» Detalles del ejercicio
Vuelve a escribir completo el texto sobre el hedor en Sansomendi, sin cambiar nada.

» Fragmento proporcionado
========================================================================

Algo huele a podrido en Vitoria
En Sansomendi los vecinos están que echan las muelas por un extraño hedor que inunda cada año el barrio
No sé por qué extraña razón, vino a mi memoria el momento en que el centinela Marcelo pronuncia la famosa frase de «algo huele a ... podrido en el estado de Dinamarca». Qué curiosa contradicción la de que una de las frases de 'Hamlet' que han hecho fortuna, fuera pronunciada por un personaje secundario. Y qué curioso que la cita se haya aplicado más a cuestiones de índole ética en el ejercicio del gobierno, y no tanto al olor fétido y repugnante de materia orgánica en estado de putrefacción.

========================================================================

[Elementos de una fuente de datos]

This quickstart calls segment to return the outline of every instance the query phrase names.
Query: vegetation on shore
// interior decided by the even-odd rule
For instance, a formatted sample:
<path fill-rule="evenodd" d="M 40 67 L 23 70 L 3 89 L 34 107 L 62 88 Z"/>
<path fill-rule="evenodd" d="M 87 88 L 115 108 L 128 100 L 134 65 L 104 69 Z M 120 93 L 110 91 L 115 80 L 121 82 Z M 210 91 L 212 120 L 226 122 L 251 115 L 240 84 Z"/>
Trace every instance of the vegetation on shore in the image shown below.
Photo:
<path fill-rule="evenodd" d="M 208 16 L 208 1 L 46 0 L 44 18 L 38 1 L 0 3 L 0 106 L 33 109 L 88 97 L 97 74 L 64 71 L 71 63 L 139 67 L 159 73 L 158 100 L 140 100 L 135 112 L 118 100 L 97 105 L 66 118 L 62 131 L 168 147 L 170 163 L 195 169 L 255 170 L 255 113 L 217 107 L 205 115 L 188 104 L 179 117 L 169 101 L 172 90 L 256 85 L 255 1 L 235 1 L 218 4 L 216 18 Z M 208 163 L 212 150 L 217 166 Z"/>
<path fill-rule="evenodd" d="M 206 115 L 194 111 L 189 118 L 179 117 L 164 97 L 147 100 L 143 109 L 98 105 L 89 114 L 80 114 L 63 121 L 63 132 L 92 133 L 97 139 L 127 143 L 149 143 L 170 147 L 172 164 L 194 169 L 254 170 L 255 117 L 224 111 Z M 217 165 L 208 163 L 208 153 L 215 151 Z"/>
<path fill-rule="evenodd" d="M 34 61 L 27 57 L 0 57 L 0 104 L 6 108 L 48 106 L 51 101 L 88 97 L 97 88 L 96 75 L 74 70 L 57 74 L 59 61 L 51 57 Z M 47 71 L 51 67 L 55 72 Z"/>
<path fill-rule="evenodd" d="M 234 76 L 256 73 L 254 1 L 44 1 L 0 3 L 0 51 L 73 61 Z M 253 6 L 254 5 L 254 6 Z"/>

========================================================================

» Respuesta terminada
Algo huele a podrido en Vitoria
En Sansomendi los vecinos están que echan las muelas por un extraño hedor que inunda cada año el barrio
No sé por qué extraña razón, vino a mi memoria el momento en que el centinela Marcelo pronuncia la famosa frase de «algo huele a ... podrido en el estado de Dinamarca». Qué curiosa contradicción la de que una de las frases de 'Hamlet' que han hecho fortuna, fuera pronunciada por un personaje secundario. Y qué curioso que la cita se haya aplicado más a cuestiones de índole ética en el ejercicio del gobierno, y no tanto al olor fétido y repugnante de materia orgánica en estado de putrefacción.